**PASSAGE TO READ:**
Whoa, whoa, whoa. Let's cut back on the hyperbole. I think you'll find that the rate of psychiatric problems among survivors of torture is just a wee bit higher than that among non-tortured gay people.
Creating an environment where hate speech is condoned (which isn't even touching on countries where it's encouraged, like Russia) allows the populace to get comfortable using words to hurt others.
To "condone" is to tacitly approve. We don't condone hate speech; we allow it. And creating an environment where all speech is allowed allows the populace to get comfortable using words to resolve their differences.
Gay teens have absurdly high suicide rates generally because of minority stress, and the effects of minority stress compound as the stressors increase. Although I highly doubt there are any truly accurate studies, I would not be surprised in the least to learn that Russia has higher suicide and depression rates in LGBT youth than in North America. The bottom line is that when you allow (or encourage, obviously) verbal hate towards a group, you're creating an environment where increasing stressors are an inevitable reality, the consequences of which are serious.
Without meaning to diminish the issue of stress among gay youth, which I acknowledge is a real problem, you rapidly run into a problem if you try to regulate any speech that causes stress to someone. If a prominent politician speaks in favor of strong gun control legislation, this is likely to deeply disturb some people in the camo-and-bunker crowd. Is the politician committing an act of hate speech against those people? Hate speech is generally defined as something to the effect of speech derogatory to a race, sex, orientation, religion, or other "intrinsic" personal quality. So right-wing survivalists could not qualify as victims of hate speech. But surely their stress is just as real even if their concerns are political rather than personal and you don't agree with those politics. Surely for them to suicide would be just as much a tragedy - and indeed suicide is very common among their set as well.

**GIVEN INSTRUCTION 1:** In the passage on hate speech, what definition is given for the word "condone"?
**GIVEN INSTRUCTION 2:** Retype the records word for word, starting at the first line of the records and ending at the line that contains "[(74, 376), (179, 387)]".

[Lines of data]
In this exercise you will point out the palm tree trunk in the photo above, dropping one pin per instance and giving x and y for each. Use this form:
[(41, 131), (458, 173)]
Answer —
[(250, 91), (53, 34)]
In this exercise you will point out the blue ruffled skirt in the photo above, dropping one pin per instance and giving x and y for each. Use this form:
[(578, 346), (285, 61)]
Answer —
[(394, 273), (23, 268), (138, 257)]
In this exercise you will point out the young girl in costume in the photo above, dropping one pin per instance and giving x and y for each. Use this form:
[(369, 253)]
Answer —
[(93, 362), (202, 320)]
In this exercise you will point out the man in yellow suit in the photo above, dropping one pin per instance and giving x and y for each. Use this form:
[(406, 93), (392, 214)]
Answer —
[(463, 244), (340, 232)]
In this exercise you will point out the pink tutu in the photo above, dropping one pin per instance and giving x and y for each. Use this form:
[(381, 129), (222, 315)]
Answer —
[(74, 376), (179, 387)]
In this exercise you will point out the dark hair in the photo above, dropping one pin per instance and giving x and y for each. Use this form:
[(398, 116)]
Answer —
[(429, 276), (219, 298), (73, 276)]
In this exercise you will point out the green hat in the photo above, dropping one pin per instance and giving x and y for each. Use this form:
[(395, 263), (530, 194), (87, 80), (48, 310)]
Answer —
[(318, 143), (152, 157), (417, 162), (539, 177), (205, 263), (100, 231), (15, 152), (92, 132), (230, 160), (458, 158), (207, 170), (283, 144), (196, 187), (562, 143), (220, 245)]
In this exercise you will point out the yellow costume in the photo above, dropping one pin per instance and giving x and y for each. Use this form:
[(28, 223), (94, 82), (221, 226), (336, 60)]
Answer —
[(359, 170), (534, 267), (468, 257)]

**EXERCISE OUTPUT 1:** To tacitly approve.

**EXERCISE OUTPUT 2:**
In this exercise you will point out the palm tree trunk in the photo above, dropping one pin per instance and giving x and y for each. Use this form:
[(41, 131), (458, 173)]
Answer —
[(250, 91), (53, 34)]
In this exercise you will point out the blue ruffled skirt in the photo above, dropping one pin per instance and giving x and y for each. Use this form:
[(578, 346), (285, 61)]
Answer —
[(394, 273), (23, 268), (138, 257)]
In this exercise you will point out the young girl in costume in the photo above, dropping one pin per instance and giving x and y for each. Use this form:
[(369, 253)]
Answer —
[(93, 362), (202, 320)]
In this exercise you will point out the man in yellow suit in the photo above, dropping one pin per instance and giving x and y for each. Use this form:
[(406, 93), (392, 214)]
Answer —
[(463, 244), (340, 232)]
In this exercise you will point out the pink tutu in the photo above, dropping one pin per instance and giving x and y for each. Use this form:
[(381, 129), (222, 315)]
Answer —
[(74, 376), (179, 387)]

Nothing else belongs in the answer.